## Task brief
Locate each line in the rows below that contains the word "water" and copy those lines. Uppercase and lowercase letters must match.

## Task material
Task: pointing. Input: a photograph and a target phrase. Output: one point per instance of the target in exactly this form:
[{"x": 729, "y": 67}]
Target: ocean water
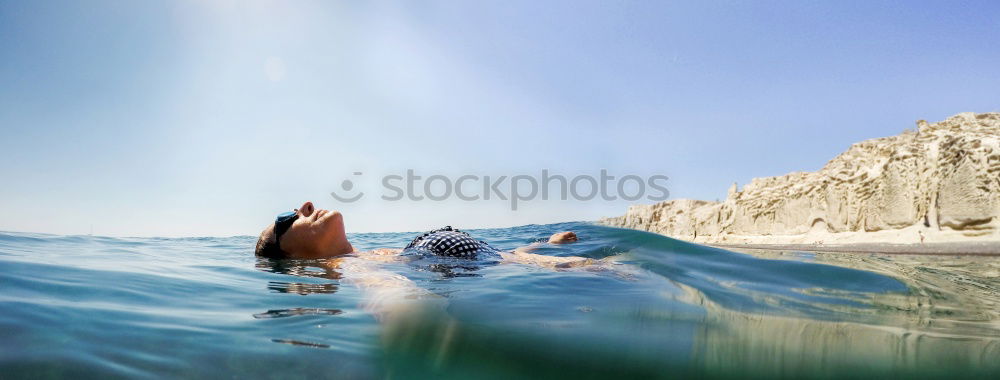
[{"x": 653, "y": 307}]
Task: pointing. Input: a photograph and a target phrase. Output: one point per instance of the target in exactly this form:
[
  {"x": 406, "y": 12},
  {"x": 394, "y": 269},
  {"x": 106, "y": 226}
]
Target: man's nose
[{"x": 306, "y": 209}]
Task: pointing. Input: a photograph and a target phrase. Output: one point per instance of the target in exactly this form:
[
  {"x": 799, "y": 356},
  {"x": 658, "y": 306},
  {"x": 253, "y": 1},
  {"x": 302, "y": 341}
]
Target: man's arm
[{"x": 523, "y": 255}]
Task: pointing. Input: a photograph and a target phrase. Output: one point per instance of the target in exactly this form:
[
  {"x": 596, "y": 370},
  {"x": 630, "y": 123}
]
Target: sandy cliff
[{"x": 941, "y": 181}]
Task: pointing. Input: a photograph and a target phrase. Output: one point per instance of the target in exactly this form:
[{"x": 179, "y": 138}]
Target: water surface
[{"x": 654, "y": 307}]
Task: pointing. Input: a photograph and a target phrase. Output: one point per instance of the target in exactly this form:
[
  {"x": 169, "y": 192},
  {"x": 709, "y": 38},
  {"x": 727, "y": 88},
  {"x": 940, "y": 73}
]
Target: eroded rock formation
[{"x": 940, "y": 182}]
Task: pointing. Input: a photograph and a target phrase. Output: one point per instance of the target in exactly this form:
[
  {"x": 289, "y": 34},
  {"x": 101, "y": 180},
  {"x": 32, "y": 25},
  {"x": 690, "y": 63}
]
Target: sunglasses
[{"x": 282, "y": 223}]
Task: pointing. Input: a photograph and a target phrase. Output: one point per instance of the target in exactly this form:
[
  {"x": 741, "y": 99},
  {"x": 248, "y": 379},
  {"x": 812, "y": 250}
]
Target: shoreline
[{"x": 982, "y": 248}]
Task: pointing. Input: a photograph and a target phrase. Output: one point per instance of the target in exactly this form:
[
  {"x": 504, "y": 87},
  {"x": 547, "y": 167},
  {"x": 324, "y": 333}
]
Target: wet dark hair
[{"x": 267, "y": 245}]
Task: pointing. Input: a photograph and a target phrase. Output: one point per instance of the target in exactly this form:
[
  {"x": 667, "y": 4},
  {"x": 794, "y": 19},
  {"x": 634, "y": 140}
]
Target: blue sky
[{"x": 194, "y": 118}]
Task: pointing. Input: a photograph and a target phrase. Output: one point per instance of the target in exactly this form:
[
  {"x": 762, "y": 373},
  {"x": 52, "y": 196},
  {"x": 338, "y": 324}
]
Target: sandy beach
[{"x": 951, "y": 248}]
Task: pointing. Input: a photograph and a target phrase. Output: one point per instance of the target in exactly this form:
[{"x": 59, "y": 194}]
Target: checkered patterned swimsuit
[{"x": 451, "y": 242}]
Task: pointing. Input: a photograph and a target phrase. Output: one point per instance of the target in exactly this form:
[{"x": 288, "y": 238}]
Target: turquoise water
[{"x": 653, "y": 307}]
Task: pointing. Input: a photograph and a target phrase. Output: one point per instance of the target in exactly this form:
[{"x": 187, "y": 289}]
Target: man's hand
[{"x": 563, "y": 237}]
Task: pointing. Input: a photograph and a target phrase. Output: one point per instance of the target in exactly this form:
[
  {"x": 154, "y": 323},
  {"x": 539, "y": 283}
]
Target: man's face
[{"x": 315, "y": 234}]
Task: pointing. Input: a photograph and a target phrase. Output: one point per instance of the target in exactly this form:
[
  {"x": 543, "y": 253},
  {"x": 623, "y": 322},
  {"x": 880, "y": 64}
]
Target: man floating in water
[{"x": 310, "y": 233}]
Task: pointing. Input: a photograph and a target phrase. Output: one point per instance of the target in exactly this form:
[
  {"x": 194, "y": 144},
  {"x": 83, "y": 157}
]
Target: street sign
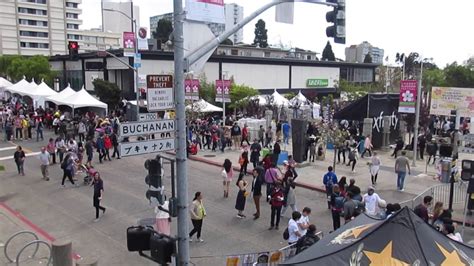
[
  {"x": 146, "y": 128},
  {"x": 191, "y": 89},
  {"x": 223, "y": 91},
  {"x": 137, "y": 61},
  {"x": 148, "y": 117},
  {"x": 159, "y": 92},
  {"x": 145, "y": 147}
]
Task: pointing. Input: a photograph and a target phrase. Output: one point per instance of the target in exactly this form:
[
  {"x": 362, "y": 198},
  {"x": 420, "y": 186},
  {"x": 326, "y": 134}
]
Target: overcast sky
[{"x": 438, "y": 29}]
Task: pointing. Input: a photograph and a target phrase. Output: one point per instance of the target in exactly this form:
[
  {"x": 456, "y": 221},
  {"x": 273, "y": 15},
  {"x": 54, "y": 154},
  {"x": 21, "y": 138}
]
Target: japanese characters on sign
[
  {"x": 159, "y": 92},
  {"x": 146, "y": 128},
  {"x": 408, "y": 91},
  {"x": 144, "y": 147},
  {"x": 191, "y": 89},
  {"x": 223, "y": 91}
]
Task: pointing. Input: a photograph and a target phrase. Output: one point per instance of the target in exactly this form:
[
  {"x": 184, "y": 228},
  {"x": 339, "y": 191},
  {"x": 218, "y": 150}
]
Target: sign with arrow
[
  {"x": 191, "y": 89},
  {"x": 223, "y": 91}
]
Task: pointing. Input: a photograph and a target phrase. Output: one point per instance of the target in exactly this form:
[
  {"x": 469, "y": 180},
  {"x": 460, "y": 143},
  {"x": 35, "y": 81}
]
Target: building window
[
  {"x": 34, "y": 1},
  {"x": 34, "y": 45},
  {"x": 72, "y": 26},
  {"x": 74, "y": 37},
  {"x": 33, "y": 34},
  {"x": 70, "y": 4},
  {"x": 72, "y": 15},
  {"x": 32, "y": 11},
  {"x": 31, "y": 22}
]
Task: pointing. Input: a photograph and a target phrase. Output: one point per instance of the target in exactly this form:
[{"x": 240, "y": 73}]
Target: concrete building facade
[
  {"x": 38, "y": 27},
  {"x": 357, "y": 53}
]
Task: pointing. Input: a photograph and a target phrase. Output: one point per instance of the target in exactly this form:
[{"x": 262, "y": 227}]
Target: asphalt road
[{"x": 67, "y": 213}]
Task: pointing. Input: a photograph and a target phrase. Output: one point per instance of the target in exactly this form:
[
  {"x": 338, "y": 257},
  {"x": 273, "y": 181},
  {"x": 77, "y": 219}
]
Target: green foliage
[
  {"x": 328, "y": 54},
  {"x": 107, "y": 92},
  {"x": 240, "y": 94},
  {"x": 261, "y": 37},
  {"x": 368, "y": 58},
  {"x": 163, "y": 30},
  {"x": 36, "y": 67}
]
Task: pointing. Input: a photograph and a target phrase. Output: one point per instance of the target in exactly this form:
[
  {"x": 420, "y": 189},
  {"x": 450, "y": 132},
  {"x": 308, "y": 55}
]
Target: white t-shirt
[
  {"x": 371, "y": 203},
  {"x": 292, "y": 229},
  {"x": 303, "y": 220}
]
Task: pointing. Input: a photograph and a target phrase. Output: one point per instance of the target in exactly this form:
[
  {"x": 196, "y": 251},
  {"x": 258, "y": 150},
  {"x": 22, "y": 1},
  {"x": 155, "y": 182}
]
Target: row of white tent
[{"x": 42, "y": 93}]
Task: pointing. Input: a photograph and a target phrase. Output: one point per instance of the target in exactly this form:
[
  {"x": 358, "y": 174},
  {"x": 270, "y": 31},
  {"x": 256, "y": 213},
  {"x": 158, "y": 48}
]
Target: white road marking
[{"x": 27, "y": 155}]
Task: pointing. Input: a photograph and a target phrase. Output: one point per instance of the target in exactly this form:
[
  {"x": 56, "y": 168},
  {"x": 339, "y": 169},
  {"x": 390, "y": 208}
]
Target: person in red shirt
[
  {"x": 276, "y": 202},
  {"x": 245, "y": 135},
  {"x": 107, "y": 145}
]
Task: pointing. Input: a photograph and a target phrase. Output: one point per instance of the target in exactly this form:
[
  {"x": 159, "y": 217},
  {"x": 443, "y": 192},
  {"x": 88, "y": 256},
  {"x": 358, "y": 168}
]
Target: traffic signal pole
[{"x": 181, "y": 65}]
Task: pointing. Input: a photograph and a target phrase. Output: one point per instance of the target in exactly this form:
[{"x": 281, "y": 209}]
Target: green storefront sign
[{"x": 317, "y": 83}]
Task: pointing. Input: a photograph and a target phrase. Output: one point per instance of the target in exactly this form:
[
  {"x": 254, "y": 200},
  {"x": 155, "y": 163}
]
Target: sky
[{"x": 436, "y": 29}]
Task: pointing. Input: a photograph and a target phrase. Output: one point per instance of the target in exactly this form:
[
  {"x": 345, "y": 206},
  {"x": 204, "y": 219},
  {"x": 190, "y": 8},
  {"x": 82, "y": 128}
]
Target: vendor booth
[{"x": 374, "y": 106}]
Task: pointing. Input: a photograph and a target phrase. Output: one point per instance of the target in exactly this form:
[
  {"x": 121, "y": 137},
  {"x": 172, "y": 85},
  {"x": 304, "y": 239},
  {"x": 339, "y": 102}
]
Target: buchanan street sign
[{"x": 317, "y": 83}]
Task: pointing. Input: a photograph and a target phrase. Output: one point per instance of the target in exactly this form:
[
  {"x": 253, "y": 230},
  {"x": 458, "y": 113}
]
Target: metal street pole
[
  {"x": 181, "y": 171},
  {"x": 417, "y": 116}
]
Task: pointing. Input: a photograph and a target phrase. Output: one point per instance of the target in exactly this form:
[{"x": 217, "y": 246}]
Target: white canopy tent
[
  {"x": 59, "y": 97},
  {"x": 300, "y": 100},
  {"x": 83, "y": 99},
  {"x": 278, "y": 100},
  {"x": 203, "y": 107}
]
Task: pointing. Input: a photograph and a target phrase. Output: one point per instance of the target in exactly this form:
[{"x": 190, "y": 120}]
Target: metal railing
[{"x": 440, "y": 193}]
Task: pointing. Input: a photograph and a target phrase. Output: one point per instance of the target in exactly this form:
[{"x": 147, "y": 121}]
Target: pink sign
[{"x": 408, "y": 91}]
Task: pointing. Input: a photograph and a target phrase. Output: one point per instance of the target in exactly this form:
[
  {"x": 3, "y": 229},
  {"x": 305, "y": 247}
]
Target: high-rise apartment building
[
  {"x": 357, "y": 53},
  {"x": 233, "y": 15},
  {"x": 32, "y": 27}
]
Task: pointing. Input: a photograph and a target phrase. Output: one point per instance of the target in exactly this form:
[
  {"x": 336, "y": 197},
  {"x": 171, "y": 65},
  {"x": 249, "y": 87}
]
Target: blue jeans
[{"x": 401, "y": 180}]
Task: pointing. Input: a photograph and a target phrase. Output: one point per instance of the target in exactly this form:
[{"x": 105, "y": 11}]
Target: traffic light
[
  {"x": 155, "y": 189},
  {"x": 73, "y": 48},
  {"x": 338, "y": 18}
]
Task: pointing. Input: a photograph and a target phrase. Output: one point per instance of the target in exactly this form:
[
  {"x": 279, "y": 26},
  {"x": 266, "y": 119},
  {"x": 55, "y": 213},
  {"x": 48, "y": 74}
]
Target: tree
[
  {"x": 328, "y": 54},
  {"x": 163, "y": 30},
  {"x": 32, "y": 68},
  {"x": 261, "y": 38},
  {"x": 240, "y": 95},
  {"x": 368, "y": 58},
  {"x": 107, "y": 92}
]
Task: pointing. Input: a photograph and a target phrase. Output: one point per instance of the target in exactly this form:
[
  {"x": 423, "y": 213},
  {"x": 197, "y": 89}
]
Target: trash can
[{"x": 282, "y": 157}]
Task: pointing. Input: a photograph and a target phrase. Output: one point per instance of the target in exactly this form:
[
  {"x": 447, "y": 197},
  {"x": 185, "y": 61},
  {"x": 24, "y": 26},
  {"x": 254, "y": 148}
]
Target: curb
[{"x": 210, "y": 162}]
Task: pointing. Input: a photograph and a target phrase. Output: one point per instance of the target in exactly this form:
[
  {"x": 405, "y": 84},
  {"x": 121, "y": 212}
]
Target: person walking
[
  {"x": 367, "y": 146},
  {"x": 244, "y": 161},
  {"x": 241, "y": 195},
  {"x": 227, "y": 175},
  {"x": 98, "y": 194},
  {"x": 329, "y": 180},
  {"x": 19, "y": 157},
  {"x": 401, "y": 166},
  {"x": 44, "y": 162},
  {"x": 68, "y": 169},
  {"x": 276, "y": 202},
  {"x": 51, "y": 149},
  {"x": 256, "y": 191},
  {"x": 374, "y": 168},
  {"x": 197, "y": 212},
  {"x": 255, "y": 149}
]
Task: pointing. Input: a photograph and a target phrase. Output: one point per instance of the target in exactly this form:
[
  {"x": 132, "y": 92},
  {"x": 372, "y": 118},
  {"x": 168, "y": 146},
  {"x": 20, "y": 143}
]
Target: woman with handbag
[
  {"x": 241, "y": 196},
  {"x": 227, "y": 175}
]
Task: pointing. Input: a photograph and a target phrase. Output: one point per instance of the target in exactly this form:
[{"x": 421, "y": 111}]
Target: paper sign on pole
[
  {"x": 223, "y": 91},
  {"x": 159, "y": 94},
  {"x": 408, "y": 90}
]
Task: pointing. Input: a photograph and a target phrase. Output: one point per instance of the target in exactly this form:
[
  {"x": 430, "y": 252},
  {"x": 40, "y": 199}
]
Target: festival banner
[
  {"x": 408, "y": 89},
  {"x": 445, "y": 99}
]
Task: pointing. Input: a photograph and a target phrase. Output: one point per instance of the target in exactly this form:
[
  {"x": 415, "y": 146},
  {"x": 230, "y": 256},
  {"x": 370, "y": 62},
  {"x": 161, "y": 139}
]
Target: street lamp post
[{"x": 135, "y": 67}]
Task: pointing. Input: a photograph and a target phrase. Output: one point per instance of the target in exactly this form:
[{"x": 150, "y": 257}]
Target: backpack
[
  {"x": 339, "y": 202},
  {"x": 286, "y": 234}
]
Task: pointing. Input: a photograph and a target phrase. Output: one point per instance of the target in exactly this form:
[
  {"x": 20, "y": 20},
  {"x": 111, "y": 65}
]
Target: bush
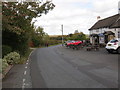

## Output
Target: ocean water
Target: water surface
Target: turquoise water
Target: man floating in water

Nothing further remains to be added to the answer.